Dataset excerpts:
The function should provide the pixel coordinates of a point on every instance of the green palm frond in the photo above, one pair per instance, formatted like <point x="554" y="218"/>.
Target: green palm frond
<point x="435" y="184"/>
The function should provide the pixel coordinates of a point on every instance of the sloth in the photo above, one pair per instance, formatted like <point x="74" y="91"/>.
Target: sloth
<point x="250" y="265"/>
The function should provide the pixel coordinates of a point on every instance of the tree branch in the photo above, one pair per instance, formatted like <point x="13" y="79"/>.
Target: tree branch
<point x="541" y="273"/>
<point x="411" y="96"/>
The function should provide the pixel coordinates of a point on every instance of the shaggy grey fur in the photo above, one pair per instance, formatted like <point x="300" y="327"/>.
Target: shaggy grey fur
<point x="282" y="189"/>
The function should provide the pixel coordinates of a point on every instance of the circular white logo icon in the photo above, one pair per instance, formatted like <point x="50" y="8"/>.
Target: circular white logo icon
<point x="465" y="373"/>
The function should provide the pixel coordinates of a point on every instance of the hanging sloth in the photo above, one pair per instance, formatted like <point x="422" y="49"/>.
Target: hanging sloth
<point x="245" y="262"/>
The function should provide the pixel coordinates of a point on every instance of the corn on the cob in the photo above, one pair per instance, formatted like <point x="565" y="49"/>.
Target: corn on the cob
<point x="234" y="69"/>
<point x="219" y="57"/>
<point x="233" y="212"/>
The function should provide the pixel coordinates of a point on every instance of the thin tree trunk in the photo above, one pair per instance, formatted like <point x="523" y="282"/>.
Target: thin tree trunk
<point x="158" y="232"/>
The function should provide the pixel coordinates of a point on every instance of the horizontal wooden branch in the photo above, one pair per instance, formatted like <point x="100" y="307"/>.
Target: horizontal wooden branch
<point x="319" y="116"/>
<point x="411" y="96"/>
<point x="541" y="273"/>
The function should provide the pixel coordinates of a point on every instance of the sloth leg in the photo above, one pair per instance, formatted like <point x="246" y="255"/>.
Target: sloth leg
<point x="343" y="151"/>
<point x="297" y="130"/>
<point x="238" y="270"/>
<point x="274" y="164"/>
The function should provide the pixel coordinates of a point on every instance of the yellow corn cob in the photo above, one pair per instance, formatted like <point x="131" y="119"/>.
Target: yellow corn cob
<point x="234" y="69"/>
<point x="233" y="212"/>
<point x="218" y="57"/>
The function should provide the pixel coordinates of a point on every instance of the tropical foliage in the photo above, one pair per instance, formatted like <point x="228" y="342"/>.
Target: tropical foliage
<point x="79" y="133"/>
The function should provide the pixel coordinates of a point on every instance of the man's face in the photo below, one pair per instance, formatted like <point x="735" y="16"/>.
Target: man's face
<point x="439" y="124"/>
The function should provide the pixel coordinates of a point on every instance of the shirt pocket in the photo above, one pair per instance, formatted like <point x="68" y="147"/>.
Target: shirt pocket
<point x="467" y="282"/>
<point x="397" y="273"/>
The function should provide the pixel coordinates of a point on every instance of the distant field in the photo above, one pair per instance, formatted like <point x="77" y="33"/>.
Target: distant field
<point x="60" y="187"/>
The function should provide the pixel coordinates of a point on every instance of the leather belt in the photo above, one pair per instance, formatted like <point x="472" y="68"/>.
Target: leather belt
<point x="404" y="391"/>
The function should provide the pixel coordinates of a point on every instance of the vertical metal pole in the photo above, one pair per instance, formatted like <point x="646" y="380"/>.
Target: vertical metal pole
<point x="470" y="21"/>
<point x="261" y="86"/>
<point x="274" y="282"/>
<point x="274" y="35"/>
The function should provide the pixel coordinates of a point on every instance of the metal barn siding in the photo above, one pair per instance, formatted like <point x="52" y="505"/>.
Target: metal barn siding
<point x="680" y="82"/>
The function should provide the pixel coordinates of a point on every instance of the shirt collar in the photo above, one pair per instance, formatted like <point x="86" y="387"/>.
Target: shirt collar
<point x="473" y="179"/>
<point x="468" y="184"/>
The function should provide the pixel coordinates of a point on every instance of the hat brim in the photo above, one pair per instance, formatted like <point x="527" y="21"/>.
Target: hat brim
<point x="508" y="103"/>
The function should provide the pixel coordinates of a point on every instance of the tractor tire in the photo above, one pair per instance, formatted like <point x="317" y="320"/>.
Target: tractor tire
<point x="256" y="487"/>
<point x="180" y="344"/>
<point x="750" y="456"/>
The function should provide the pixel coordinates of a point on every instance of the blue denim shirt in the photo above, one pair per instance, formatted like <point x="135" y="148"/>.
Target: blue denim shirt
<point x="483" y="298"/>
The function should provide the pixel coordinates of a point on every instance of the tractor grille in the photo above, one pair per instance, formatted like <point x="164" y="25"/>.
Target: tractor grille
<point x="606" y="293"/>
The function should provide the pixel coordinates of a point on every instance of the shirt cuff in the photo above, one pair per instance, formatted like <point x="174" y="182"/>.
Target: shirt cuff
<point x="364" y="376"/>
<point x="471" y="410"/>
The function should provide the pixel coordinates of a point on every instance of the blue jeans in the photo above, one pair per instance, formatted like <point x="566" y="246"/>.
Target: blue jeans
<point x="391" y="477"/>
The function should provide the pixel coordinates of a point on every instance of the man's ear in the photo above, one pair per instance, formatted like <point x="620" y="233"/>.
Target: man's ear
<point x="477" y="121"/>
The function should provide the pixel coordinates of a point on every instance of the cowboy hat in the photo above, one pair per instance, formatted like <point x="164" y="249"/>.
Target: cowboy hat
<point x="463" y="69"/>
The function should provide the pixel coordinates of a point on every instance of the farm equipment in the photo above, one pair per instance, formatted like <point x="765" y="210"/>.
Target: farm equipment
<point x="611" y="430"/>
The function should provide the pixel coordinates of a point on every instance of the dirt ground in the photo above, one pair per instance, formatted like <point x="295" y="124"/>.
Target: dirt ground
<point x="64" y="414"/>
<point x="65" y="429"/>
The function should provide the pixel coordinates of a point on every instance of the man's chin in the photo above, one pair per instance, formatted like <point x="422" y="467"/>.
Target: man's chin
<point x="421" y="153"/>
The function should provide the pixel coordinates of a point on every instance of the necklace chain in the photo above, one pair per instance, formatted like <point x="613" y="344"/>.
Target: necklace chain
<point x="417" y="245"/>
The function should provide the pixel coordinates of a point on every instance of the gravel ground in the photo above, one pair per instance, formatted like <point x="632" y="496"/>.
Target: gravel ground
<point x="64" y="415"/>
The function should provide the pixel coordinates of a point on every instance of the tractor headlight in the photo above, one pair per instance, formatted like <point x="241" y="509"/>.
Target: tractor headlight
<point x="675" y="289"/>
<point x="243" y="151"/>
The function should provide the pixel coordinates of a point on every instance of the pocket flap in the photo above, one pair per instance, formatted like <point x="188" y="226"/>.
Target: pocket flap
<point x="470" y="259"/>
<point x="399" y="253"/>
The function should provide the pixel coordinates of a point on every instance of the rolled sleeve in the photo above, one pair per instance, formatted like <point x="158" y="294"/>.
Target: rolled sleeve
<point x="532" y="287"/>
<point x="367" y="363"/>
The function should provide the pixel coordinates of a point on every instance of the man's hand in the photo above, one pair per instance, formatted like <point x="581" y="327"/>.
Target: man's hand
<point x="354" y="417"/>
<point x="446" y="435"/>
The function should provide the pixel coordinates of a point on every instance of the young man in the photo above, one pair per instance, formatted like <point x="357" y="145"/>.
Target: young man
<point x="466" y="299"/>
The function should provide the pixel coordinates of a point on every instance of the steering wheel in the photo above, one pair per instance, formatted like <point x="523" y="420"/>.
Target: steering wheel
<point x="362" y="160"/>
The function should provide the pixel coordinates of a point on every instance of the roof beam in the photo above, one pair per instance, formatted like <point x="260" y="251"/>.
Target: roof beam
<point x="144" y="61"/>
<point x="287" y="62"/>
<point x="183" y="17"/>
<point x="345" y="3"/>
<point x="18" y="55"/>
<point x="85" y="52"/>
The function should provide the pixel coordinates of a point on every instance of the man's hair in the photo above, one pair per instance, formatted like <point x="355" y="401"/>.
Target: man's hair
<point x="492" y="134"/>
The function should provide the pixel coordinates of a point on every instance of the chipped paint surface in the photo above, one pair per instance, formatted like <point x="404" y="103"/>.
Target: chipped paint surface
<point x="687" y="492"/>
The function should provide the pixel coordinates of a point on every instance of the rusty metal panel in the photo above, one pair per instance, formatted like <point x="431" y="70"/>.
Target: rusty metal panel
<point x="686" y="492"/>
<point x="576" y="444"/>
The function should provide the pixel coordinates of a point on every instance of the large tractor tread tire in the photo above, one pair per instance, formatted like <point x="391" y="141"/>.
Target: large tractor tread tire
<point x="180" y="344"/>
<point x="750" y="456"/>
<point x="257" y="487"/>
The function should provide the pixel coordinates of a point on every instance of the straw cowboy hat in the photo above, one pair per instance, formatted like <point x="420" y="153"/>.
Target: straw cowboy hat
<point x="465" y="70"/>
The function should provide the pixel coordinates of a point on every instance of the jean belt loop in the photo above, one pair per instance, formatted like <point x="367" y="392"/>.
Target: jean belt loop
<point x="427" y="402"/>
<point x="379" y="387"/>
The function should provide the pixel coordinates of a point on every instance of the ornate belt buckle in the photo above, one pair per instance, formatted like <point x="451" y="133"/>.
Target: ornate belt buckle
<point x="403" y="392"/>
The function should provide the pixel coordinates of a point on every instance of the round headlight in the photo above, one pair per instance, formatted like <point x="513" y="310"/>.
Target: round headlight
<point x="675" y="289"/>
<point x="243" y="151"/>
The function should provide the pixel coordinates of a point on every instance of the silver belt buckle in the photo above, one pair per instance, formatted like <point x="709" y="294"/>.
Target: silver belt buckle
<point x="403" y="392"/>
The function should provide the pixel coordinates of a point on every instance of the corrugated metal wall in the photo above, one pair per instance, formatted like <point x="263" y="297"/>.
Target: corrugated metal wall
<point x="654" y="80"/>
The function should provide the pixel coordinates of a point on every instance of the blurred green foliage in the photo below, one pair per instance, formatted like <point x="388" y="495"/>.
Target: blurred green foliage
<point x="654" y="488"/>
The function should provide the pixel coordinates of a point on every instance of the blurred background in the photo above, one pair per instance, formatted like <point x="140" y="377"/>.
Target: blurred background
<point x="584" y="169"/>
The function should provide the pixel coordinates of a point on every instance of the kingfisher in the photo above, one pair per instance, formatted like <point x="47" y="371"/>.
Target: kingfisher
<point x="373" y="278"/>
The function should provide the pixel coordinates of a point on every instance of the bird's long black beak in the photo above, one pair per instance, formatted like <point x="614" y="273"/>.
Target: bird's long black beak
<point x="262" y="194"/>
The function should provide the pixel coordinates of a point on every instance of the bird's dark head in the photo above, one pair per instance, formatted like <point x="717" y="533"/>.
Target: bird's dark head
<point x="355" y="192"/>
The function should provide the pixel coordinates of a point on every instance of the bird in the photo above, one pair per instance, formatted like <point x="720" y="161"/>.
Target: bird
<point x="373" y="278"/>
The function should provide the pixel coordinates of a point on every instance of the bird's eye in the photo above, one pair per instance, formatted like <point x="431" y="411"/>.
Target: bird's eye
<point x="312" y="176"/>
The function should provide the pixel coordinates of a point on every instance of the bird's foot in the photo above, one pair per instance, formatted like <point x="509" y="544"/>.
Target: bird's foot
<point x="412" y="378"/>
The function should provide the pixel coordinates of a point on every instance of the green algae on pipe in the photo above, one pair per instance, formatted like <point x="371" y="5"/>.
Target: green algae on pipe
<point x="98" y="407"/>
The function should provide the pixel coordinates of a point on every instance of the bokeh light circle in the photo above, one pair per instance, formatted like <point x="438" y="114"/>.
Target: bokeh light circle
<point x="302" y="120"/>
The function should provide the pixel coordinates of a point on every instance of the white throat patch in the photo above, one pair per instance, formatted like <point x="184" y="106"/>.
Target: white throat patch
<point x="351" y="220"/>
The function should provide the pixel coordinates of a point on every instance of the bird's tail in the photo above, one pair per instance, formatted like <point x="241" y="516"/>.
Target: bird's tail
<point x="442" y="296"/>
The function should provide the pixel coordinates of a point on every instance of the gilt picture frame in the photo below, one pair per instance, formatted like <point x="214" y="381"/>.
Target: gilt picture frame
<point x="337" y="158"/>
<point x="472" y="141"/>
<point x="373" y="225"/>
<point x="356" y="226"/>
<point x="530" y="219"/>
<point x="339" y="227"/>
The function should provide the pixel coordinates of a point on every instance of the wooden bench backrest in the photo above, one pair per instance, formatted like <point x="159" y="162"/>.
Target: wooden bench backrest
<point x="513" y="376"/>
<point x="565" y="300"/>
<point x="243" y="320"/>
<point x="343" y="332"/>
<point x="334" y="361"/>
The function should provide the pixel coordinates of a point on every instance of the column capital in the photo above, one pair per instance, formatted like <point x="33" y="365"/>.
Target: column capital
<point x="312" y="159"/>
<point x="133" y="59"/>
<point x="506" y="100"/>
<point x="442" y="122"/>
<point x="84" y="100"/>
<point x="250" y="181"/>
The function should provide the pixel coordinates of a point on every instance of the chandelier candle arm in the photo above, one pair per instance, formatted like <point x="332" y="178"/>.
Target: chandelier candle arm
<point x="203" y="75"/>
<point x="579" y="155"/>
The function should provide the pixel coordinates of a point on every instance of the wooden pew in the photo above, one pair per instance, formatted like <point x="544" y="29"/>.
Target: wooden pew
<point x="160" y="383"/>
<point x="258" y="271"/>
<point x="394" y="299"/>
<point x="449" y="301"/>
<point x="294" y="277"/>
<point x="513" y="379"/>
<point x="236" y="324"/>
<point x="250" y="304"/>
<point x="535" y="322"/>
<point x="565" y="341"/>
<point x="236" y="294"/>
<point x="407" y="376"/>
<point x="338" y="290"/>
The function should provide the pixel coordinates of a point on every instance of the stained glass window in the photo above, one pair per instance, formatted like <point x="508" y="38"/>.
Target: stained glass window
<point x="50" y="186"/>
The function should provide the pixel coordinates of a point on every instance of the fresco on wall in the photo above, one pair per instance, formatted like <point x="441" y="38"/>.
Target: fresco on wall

Required work: Copy exactly, word for word, the line with "the wooden pew" through the final line of the listing.

Response to this task:
The function should provide the pixel coordinates of a point on every instance of the wooden pew in the photo above, one pair per instance, formatted like <point x="544" y="29"/>.
Target: wooden pew
<point x="160" y="383"/>
<point x="258" y="271"/>
<point x="394" y="299"/>
<point x="449" y="301"/>
<point x="294" y="277"/>
<point x="513" y="379"/>
<point x="236" y="324"/>
<point x="250" y="304"/>
<point x="535" y="322"/>
<point x="565" y="341"/>
<point x="236" y="294"/>
<point x="407" y="376"/>
<point x="338" y="290"/>
The function should provide the pixel coordinates of a point on every instance of the stained glass window in the photo above, one pair per instance, formatted like <point x="508" y="38"/>.
Target: stained glass window
<point x="50" y="186"/>
The function should provide the pixel coordinates of a point on every instance of the fresco on wall in the photo above, one pair per instance, formatted like <point x="441" y="38"/>.
Target: fresco on wall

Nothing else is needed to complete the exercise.